(Items listed in a dataset)
■ ■ ■ ■ ■ ■ ■

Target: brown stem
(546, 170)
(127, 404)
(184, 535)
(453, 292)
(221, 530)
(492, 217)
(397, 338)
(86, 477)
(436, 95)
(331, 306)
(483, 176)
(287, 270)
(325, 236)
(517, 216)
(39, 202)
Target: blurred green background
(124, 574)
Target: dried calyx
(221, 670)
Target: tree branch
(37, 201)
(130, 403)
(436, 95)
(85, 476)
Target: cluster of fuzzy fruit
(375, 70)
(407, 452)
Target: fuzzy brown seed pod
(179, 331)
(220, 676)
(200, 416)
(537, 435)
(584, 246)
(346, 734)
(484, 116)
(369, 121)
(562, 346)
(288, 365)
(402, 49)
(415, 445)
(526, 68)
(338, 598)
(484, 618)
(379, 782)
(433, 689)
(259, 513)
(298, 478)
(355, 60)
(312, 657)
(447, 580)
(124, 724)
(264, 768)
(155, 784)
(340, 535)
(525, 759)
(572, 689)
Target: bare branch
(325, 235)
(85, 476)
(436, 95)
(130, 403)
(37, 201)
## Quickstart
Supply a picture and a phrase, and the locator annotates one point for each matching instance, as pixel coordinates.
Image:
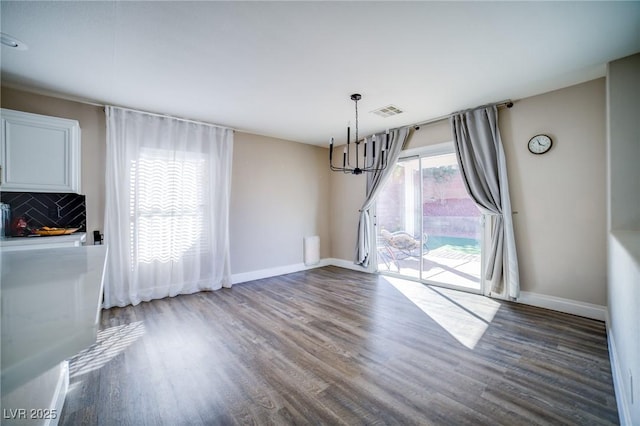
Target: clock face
(540, 144)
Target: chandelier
(346, 155)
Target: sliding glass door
(427, 226)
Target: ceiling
(287, 69)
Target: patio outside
(429, 230)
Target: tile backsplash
(60, 210)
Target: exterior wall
(623, 108)
(559, 197)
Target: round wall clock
(539, 144)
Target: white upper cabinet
(39, 153)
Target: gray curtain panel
(398, 139)
(484, 171)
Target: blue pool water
(436, 241)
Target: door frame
(418, 153)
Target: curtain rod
(187, 120)
(506, 103)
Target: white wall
(623, 102)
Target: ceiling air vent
(387, 111)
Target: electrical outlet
(54, 212)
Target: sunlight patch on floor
(109, 343)
(464, 316)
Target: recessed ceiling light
(12, 42)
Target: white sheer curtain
(167, 207)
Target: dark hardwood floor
(334, 346)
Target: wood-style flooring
(338, 347)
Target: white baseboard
(289, 269)
(57, 402)
(275, 271)
(622, 401)
(347, 264)
(583, 309)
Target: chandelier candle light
(357, 170)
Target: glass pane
(399, 230)
(452, 225)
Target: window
(167, 204)
(427, 226)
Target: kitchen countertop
(54, 239)
(51, 301)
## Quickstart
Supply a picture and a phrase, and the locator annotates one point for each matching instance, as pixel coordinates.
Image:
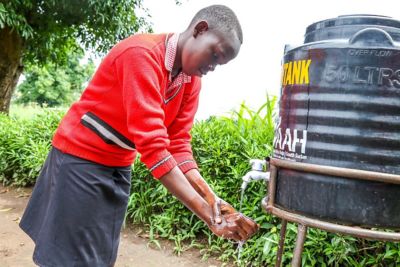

■ ■ ■ ■ ■ ■ ■

From the first line to the last, write out the data exactly, dropping any pictures.

**ANSWER FOR THE TASK:**
Target: brown stem
(546, 170)
(127, 404)
(184, 535)
(453, 292)
(221, 530)
(492, 217)
(397, 338)
(86, 477)
(436, 95)
(331, 306)
(483, 176)
(287, 270)
(325, 236)
(517, 216)
(39, 202)
Target: blurred green background
(124, 574)
Target: dried calyx
(221, 670)
Target: tree branch
(37, 201)
(130, 403)
(436, 95)
(85, 476)
Target: cluster of fuzzy fruit
(375, 70)
(407, 452)
Target: fuzzy brown seed pod
(179, 331)
(220, 676)
(200, 416)
(537, 435)
(584, 246)
(346, 734)
(484, 116)
(369, 121)
(562, 346)
(288, 365)
(402, 49)
(415, 445)
(526, 68)
(338, 598)
(484, 618)
(379, 782)
(433, 689)
(259, 513)
(298, 478)
(355, 60)
(312, 657)
(447, 580)
(124, 724)
(264, 768)
(155, 784)
(340, 535)
(525, 759)
(572, 689)
Target: bare branch
(325, 235)
(85, 476)
(436, 95)
(130, 403)
(37, 201)
## Quickstart
Supply a picture and a phrase, and the locator annotates one point for each matching instance, as pixel coordinates.
Image:
Target: clock face
(540, 144)
Target: chandelier
(346, 155)
Target: sliding glass door
(427, 226)
Target: ceiling
(287, 69)
Target: patio outside
(429, 230)
Target: tile backsplash
(60, 210)
Target: exterior wall
(623, 108)
(559, 197)
Target: round wall clock
(539, 144)
Target: white upper cabinet
(39, 153)
Target: gray curtain panel
(398, 139)
(484, 171)
Target: blue pool water
(436, 241)
Target: door frame
(418, 153)
Target: curtain rod
(187, 120)
(506, 103)
Target: white wall
(623, 102)
Target: ceiling air vent
(387, 111)
Target: electrical outlet
(54, 212)
Target: sunlight patch on floor
(109, 343)
(464, 316)
Target: recessed ceiling light
(12, 42)
Target: white sheer curtain
(167, 207)
Target: dark hardwood floor
(334, 346)
Target: wood-style flooring
(338, 347)
Target: white baseboard
(289, 269)
(57, 402)
(275, 271)
(622, 401)
(347, 264)
(583, 309)
Target: chandelier candle light
(357, 170)
Target: glass pane
(399, 230)
(452, 225)
Target: window
(167, 204)
(427, 226)
Target: kitchen countertop
(54, 239)
(51, 301)
## Quickstart
Supply a picture and a phrase, and the locator annotates one point for each matching instance, as pixel coordinates.
Image:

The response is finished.